- **Task input**
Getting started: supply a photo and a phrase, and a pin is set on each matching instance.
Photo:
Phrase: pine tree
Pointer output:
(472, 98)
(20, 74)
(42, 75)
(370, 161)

- **Exercise objective**
Nothing should be left out. Reproduce all the entries precisely.

- **Exercise result**
Getting started: supply a photo and a phrase, and a pin is set on each matching instance.
Photo:
Phrase: pine tree
Pointer output:
(472, 98)
(20, 74)
(42, 75)
(370, 161)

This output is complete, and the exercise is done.